● The task: Go line by line through the data below and count those that hold "coffee". Return only the number.

● Given records:
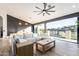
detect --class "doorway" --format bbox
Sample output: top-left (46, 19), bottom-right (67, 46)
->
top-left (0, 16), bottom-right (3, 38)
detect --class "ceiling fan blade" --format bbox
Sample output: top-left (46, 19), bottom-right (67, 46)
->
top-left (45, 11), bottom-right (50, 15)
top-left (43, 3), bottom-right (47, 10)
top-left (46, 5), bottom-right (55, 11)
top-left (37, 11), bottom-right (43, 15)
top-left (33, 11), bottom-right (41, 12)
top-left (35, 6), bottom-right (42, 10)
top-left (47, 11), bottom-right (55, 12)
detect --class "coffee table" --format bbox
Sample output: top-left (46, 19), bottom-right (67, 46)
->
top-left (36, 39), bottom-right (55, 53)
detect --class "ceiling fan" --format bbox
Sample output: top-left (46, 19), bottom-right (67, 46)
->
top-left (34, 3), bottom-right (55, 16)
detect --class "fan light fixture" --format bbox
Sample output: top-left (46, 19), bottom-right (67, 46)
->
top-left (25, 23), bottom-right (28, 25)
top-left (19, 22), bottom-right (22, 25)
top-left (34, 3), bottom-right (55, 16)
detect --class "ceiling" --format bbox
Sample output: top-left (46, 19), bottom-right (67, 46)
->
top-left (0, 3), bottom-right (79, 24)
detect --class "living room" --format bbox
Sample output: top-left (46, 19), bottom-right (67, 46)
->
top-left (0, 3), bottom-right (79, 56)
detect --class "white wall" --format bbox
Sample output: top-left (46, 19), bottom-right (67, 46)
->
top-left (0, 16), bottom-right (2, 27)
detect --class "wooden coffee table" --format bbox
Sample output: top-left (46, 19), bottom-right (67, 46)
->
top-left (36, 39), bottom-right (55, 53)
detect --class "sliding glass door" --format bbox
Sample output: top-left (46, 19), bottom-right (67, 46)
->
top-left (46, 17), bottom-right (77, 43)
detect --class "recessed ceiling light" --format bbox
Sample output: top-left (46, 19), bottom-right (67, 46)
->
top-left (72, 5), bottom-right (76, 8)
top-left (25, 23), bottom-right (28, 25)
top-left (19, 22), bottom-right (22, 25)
==
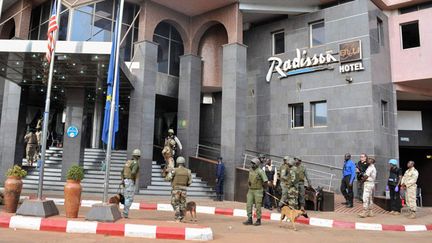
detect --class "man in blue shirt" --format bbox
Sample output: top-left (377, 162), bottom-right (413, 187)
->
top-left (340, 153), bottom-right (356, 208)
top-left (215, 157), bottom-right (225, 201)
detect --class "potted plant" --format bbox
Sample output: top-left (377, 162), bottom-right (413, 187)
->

● Task response: 2